== YOUR ASSIGNMENT ==
Select from the records below every line that has the word "negative" in it.

(Stored items)
--*--
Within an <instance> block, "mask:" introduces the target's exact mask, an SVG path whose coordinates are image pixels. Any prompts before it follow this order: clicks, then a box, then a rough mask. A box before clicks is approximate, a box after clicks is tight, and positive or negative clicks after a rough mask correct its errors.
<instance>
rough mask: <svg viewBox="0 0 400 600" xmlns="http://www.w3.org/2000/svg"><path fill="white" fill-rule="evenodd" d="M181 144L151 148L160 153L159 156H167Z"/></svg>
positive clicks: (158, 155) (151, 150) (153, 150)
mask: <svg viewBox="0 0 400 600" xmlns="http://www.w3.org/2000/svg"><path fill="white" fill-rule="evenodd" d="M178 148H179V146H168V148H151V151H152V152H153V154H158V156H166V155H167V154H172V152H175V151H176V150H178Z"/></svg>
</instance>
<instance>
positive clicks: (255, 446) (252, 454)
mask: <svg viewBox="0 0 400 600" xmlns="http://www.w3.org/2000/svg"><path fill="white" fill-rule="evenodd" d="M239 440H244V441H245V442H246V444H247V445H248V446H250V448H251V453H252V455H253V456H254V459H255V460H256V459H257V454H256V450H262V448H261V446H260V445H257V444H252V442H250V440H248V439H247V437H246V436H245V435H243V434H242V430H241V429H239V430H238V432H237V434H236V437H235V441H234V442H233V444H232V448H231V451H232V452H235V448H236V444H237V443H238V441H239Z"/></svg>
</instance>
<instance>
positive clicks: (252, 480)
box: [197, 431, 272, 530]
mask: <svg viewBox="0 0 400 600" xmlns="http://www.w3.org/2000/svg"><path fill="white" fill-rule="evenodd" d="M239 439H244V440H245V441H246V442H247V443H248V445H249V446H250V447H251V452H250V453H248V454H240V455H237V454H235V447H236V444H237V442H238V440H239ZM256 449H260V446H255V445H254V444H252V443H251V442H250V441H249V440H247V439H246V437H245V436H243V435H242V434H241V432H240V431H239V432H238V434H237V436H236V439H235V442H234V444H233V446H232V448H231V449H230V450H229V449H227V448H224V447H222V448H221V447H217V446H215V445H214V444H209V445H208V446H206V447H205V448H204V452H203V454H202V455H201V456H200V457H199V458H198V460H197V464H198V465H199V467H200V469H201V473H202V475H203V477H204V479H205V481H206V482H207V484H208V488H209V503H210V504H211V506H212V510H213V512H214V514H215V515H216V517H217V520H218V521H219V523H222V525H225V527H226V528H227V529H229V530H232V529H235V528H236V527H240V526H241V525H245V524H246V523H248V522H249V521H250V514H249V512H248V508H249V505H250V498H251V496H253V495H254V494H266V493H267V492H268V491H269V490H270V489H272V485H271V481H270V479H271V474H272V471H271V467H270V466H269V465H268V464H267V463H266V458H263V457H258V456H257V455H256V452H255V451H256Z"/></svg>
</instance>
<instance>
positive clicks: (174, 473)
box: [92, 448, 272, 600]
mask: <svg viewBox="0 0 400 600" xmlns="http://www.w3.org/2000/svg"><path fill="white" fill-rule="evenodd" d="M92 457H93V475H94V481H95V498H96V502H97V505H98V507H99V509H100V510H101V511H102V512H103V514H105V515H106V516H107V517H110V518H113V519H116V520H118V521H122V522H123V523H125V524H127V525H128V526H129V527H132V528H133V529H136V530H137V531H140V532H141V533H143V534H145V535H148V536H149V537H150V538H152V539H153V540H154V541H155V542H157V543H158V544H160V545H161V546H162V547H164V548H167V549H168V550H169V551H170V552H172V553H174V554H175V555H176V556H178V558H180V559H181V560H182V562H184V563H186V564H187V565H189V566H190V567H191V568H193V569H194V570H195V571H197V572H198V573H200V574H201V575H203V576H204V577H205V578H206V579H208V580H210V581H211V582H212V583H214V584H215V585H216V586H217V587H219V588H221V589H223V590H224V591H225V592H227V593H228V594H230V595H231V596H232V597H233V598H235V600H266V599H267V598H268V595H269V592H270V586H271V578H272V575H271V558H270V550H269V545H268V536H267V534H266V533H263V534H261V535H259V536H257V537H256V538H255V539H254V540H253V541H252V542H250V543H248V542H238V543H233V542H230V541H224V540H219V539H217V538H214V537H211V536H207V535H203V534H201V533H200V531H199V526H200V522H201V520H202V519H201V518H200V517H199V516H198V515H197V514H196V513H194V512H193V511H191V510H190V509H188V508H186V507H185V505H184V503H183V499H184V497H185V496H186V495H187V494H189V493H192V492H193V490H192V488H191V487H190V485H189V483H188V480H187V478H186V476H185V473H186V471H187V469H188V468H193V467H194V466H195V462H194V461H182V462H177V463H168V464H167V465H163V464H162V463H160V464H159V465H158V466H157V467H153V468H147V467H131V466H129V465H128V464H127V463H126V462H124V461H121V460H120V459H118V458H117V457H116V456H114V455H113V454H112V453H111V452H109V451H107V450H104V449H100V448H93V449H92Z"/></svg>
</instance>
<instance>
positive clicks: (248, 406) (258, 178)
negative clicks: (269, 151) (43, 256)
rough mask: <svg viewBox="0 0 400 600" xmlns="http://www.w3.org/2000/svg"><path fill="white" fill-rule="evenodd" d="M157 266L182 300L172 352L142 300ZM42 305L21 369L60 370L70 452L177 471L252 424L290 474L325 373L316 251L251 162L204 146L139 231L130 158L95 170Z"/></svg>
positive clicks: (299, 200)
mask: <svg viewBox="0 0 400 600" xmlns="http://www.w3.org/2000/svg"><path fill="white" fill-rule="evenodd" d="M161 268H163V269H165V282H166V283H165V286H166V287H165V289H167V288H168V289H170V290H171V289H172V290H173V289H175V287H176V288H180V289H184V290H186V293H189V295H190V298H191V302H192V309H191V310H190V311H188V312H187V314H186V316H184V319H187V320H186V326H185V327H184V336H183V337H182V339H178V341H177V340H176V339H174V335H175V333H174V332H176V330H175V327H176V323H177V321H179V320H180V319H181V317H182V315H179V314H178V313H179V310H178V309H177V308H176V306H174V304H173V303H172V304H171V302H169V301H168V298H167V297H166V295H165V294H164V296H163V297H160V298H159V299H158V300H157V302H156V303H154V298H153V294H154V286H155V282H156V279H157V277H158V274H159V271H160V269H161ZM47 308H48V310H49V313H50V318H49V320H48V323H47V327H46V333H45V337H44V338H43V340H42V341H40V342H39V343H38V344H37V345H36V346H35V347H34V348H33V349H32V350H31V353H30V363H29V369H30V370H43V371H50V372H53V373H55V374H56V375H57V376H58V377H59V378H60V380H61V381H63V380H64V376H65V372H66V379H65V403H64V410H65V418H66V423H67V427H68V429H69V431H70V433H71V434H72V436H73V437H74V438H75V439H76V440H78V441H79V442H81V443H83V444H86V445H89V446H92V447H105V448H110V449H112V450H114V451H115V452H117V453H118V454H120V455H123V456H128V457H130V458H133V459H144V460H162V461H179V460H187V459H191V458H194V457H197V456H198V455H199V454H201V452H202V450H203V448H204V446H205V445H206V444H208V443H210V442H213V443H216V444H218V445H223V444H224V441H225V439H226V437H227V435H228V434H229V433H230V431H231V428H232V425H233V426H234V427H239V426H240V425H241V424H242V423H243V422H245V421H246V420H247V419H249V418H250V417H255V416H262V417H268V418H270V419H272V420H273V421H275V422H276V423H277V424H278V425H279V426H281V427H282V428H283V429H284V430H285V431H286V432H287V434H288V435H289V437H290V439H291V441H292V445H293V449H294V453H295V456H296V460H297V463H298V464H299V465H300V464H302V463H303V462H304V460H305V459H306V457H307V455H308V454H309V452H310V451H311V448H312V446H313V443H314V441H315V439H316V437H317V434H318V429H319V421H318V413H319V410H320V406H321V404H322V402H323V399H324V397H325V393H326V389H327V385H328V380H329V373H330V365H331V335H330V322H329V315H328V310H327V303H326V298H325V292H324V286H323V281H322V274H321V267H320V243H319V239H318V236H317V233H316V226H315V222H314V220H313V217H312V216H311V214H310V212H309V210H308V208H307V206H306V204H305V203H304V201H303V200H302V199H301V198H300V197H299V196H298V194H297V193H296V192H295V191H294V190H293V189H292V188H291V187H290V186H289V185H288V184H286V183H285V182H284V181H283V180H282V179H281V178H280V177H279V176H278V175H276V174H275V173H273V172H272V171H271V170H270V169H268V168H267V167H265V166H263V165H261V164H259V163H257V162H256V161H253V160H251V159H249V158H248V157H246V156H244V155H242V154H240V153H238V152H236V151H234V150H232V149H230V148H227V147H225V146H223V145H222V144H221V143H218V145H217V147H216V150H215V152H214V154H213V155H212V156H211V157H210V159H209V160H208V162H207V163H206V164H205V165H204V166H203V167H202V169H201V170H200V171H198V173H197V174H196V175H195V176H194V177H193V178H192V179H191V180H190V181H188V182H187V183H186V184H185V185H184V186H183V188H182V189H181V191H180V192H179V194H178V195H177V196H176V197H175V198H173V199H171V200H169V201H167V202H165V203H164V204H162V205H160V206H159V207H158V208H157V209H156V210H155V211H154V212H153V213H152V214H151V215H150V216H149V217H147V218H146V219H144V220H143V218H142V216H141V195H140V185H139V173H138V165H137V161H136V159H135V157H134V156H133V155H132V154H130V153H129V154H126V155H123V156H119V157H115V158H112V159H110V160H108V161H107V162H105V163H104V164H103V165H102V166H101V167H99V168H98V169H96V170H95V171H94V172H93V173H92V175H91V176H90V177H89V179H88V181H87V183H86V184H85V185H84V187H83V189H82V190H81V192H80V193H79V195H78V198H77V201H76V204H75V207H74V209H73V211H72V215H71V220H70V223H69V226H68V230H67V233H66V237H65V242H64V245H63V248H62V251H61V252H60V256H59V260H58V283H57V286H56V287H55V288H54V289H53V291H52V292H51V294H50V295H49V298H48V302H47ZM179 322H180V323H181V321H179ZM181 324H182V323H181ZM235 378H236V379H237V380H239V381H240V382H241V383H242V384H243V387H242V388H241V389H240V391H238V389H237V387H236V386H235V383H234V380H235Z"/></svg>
--*--
== TASK SOLUTION ==
Within an <instance> block, "mask:" introduces the target's exact mask, an SVG path whose coordinates are image pixels. Any prompts before it follow this order: clicks, then a box, then a rough mask. A box before clicks is approximate, a box after clicks is tight, and positive or negative clicks after a rough mask correct its errors.
negative clicks: (269, 151) (43, 256)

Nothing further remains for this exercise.